■ TASK PROMPT ■
The answer must consist of every line in the data below that holds the word "white".
(ENTRIES SHOWN begins)
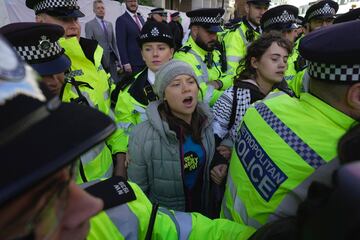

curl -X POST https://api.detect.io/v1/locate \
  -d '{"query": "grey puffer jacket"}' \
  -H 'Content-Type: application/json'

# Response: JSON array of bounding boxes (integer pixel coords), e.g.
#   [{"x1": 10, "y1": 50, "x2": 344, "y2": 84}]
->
[{"x1": 128, "y1": 100, "x2": 215, "y2": 212}]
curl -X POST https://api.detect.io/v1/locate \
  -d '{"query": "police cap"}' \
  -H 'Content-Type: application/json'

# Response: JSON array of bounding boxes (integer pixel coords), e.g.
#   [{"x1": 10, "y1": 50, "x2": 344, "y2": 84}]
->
[
  {"x1": 187, "y1": 8, "x2": 225, "y2": 33},
  {"x1": 299, "y1": 20, "x2": 360, "y2": 83},
  {"x1": 0, "y1": 35, "x2": 115, "y2": 206},
  {"x1": 26, "y1": 0, "x2": 85, "y2": 18},
  {"x1": 0, "y1": 22, "x2": 71, "y2": 76},
  {"x1": 305, "y1": 0, "x2": 339, "y2": 23},
  {"x1": 334, "y1": 8, "x2": 360, "y2": 24},
  {"x1": 138, "y1": 21, "x2": 174, "y2": 48},
  {"x1": 261, "y1": 5, "x2": 299, "y2": 32},
  {"x1": 150, "y1": 7, "x2": 167, "y2": 16},
  {"x1": 171, "y1": 11, "x2": 180, "y2": 18},
  {"x1": 297, "y1": 15, "x2": 305, "y2": 26}
]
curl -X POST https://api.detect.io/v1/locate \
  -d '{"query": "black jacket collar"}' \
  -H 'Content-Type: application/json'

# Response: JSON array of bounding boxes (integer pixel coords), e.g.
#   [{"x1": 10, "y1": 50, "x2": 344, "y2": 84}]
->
[{"x1": 128, "y1": 68, "x2": 158, "y2": 105}]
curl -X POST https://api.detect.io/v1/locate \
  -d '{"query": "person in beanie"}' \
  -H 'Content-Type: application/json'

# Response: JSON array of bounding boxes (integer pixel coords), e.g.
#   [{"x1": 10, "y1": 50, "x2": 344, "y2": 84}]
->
[
  {"x1": 128, "y1": 60, "x2": 228, "y2": 217},
  {"x1": 0, "y1": 34, "x2": 259, "y2": 240},
  {"x1": 111, "y1": 20, "x2": 174, "y2": 171}
]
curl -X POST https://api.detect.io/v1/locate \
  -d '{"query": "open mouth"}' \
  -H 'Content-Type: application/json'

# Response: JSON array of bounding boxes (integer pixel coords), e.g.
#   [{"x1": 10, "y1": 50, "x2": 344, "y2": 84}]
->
[
  {"x1": 183, "y1": 96, "x2": 193, "y2": 106},
  {"x1": 66, "y1": 34, "x2": 77, "y2": 38}
]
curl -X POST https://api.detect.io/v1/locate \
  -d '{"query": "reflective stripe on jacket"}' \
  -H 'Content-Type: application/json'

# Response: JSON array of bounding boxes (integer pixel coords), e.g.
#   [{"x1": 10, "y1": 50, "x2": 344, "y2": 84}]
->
[
  {"x1": 88, "y1": 181, "x2": 256, "y2": 239},
  {"x1": 59, "y1": 37, "x2": 117, "y2": 182},
  {"x1": 221, "y1": 92, "x2": 355, "y2": 228},
  {"x1": 173, "y1": 36, "x2": 232, "y2": 106}
]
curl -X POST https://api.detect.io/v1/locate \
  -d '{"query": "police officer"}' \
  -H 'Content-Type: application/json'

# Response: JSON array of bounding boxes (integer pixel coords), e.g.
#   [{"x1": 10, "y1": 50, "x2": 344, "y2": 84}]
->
[
  {"x1": 0, "y1": 35, "x2": 257, "y2": 240},
  {"x1": 305, "y1": 0, "x2": 339, "y2": 32},
  {"x1": 25, "y1": 0, "x2": 125, "y2": 182},
  {"x1": 0, "y1": 22, "x2": 70, "y2": 98},
  {"x1": 111, "y1": 20, "x2": 174, "y2": 165},
  {"x1": 0, "y1": 22, "x2": 118, "y2": 184},
  {"x1": 169, "y1": 11, "x2": 184, "y2": 51},
  {"x1": 260, "y1": 4, "x2": 300, "y2": 81},
  {"x1": 334, "y1": 7, "x2": 360, "y2": 24},
  {"x1": 148, "y1": 7, "x2": 168, "y2": 23},
  {"x1": 174, "y1": 8, "x2": 231, "y2": 106},
  {"x1": 221, "y1": 20, "x2": 360, "y2": 229},
  {"x1": 288, "y1": 0, "x2": 339, "y2": 96},
  {"x1": 221, "y1": 0, "x2": 270, "y2": 77},
  {"x1": 0, "y1": 33, "x2": 113, "y2": 240}
]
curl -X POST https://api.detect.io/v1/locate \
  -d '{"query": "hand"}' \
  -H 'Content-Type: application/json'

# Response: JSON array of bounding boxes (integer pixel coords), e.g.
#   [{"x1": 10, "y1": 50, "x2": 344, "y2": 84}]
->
[
  {"x1": 116, "y1": 64, "x2": 123, "y2": 74},
  {"x1": 113, "y1": 153, "x2": 127, "y2": 179},
  {"x1": 217, "y1": 145, "x2": 232, "y2": 160},
  {"x1": 210, "y1": 164, "x2": 228, "y2": 185},
  {"x1": 123, "y1": 63, "x2": 132, "y2": 73},
  {"x1": 207, "y1": 80, "x2": 222, "y2": 90}
]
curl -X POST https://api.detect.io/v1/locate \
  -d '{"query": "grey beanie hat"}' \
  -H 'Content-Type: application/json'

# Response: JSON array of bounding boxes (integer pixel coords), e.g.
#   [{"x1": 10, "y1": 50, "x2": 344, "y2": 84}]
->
[{"x1": 154, "y1": 60, "x2": 197, "y2": 100}]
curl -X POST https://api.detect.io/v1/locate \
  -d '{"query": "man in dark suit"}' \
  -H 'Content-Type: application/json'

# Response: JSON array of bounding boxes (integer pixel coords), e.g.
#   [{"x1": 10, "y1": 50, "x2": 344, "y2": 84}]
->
[
  {"x1": 168, "y1": 11, "x2": 184, "y2": 51},
  {"x1": 116, "y1": 0, "x2": 145, "y2": 74},
  {"x1": 86, "y1": 0, "x2": 121, "y2": 82}
]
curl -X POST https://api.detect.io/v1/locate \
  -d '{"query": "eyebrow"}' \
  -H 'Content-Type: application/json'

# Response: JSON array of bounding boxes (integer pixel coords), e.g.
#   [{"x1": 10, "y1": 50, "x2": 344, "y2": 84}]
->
[
  {"x1": 270, "y1": 53, "x2": 288, "y2": 57},
  {"x1": 173, "y1": 76, "x2": 193, "y2": 81}
]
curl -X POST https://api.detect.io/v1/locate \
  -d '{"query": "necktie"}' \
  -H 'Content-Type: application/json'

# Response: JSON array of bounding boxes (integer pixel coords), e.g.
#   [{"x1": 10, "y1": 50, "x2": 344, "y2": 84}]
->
[
  {"x1": 133, "y1": 14, "x2": 142, "y2": 30},
  {"x1": 101, "y1": 19, "x2": 109, "y2": 43}
]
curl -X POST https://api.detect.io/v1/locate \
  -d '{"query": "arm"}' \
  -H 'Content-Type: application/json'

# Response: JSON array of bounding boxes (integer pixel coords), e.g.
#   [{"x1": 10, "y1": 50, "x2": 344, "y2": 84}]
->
[
  {"x1": 223, "y1": 30, "x2": 247, "y2": 77},
  {"x1": 108, "y1": 22, "x2": 121, "y2": 64},
  {"x1": 85, "y1": 22, "x2": 95, "y2": 40},
  {"x1": 212, "y1": 87, "x2": 235, "y2": 139},
  {"x1": 128, "y1": 124, "x2": 149, "y2": 194},
  {"x1": 115, "y1": 17, "x2": 130, "y2": 66},
  {"x1": 88, "y1": 180, "x2": 256, "y2": 240}
]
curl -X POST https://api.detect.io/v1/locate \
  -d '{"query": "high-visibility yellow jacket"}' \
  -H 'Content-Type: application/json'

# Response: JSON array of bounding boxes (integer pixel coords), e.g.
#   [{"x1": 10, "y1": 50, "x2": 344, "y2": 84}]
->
[
  {"x1": 112, "y1": 68, "x2": 157, "y2": 153},
  {"x1": 87, "y1": 179, "x2": 256, "y2": 240},
  {"x1": 59, "y1": 37, "x2": 122, "y2": 183},
  {"x1": 221, "y1": 91, "x2": 355, "y2": 228},
  {"x1": 221, "y1": 21, "x2": 260, "y2": 77},
  {"x1": 173, "y1": 36, "x2": 232, "y2": 106}
]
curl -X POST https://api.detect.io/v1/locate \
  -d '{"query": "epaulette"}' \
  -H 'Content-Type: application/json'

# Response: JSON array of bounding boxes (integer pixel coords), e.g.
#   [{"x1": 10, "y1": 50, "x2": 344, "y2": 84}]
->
[
  {"x1": 85, "y1": 176, "x2": 137, "y2": 210},
  {"x1": 177, "y1": 45, "x2": 191, "y2": 53},
  {"x1": 227, "y1": 21, "x2": 243, "y2": 32},
  {"x1": 111, "y1": 73, "x2": 135, "y2": 109}
]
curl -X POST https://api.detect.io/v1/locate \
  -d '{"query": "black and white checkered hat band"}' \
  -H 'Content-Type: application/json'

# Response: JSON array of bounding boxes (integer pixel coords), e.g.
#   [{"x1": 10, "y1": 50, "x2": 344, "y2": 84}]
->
[
  {"x1": 34, "y1": 0, "x2": 78, "y2": 12},
  {"x1": 140, "y1": 33, "x2": 172, "y2": 40},
  {"x1": 308, "y1": 3, "x2": 336, "y2": 20},
  {"x1": 308, "y1": 62, "x2": 360, "y2": 82},
  {"x1": 190, "y1": 16, "x2": 221, "y2": 24},
  {"x1": 15, "y1": 42, "x2": 63, "y2": 62},
  {"x1": 263, "y1": 10, "x2": 296, "y2": 29}
]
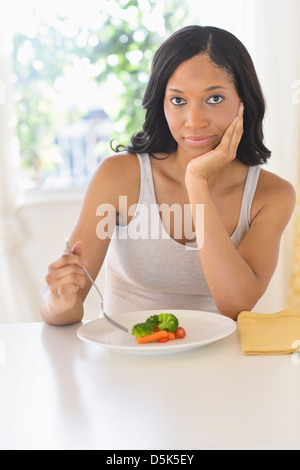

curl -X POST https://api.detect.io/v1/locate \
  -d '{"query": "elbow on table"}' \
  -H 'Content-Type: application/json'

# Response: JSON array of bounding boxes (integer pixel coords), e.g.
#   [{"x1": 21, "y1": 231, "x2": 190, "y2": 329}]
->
[
  {"x1": 217, "y1": 297, "x2": 259, "y2": 321},
  {"x1": 215, "y1": 280, "x2": 268, "y2": 320}
]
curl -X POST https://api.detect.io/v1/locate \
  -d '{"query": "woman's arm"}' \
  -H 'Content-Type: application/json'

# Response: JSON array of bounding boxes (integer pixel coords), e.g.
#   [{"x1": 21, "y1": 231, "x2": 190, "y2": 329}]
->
[
  {"x1": 185, "y1": 106, "x2": 296, "y2": 319},
  {"x1": 39, "y1": 241, "x2": 86, "y2": 325},
  {"x1": 39, "y1": 153, "x2": 139, "y2": 325},
  {"x1": 186, "y1": 172, "x2": 295, "y2": 319}
]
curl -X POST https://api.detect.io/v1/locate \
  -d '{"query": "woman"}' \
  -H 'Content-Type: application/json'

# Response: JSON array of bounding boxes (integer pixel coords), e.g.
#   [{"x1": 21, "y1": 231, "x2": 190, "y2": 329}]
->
[{"x1": 40, "y1": 25, "x2": 295, "y2": 325}]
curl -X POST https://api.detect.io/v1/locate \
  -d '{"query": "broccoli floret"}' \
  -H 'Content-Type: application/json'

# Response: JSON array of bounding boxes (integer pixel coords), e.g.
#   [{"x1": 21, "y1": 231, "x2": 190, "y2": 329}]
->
[
  {"x1": 146, "y1": 314, "x2": 159, "y2": 328},
  {"x1": 132, "y1": 313, "x2": 179, "y2": 339},
  {"x1": 132, "y1": 322, "x2": 154, "y2": 339},
  {"x1": 158, "y1": 313, "x2": 179, "y2": 332}
]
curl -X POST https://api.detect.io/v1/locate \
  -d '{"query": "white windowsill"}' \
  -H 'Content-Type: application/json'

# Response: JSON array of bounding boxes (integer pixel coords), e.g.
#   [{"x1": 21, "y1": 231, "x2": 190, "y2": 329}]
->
[{"x1": 17, "y1": 186, "x2": 86, "y2": 207}]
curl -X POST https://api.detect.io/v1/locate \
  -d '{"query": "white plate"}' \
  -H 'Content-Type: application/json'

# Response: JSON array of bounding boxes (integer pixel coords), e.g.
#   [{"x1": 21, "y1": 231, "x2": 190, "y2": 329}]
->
[{"x1": 77, "y1": 310, "x2": 236, "y2": 354}]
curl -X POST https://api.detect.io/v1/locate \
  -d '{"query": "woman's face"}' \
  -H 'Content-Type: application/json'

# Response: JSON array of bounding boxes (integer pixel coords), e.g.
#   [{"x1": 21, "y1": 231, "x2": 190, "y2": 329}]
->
[{"x1": 163, "y1": 54, "x2": 241, "y2": 158}]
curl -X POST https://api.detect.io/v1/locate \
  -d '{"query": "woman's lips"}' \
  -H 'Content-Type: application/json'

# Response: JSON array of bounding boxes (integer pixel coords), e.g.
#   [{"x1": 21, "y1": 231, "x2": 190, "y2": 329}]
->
[{"x1": 184, "y1": 135, "x2": 215, "y2": 147}]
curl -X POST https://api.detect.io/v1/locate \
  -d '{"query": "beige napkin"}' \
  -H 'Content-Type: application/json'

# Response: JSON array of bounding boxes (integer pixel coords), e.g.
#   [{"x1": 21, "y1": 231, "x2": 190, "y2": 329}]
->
[{"x1": 237, "y1": 309, "x2": 300, "y2": 355}]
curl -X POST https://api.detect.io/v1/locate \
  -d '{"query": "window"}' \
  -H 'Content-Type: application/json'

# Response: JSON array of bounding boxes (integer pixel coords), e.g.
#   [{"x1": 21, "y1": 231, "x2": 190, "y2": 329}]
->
[{"x1": 11, "y1": 0, "x2": 192, "y2": 190}]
(ENTRIES SHOWN ends)
■ FINISHED TASK ■
  -d '{"query": "black and white checkered hat band"}' \
  -d '{"query": "white windowsill"}' \
  -d '{"query": "white plate"}' \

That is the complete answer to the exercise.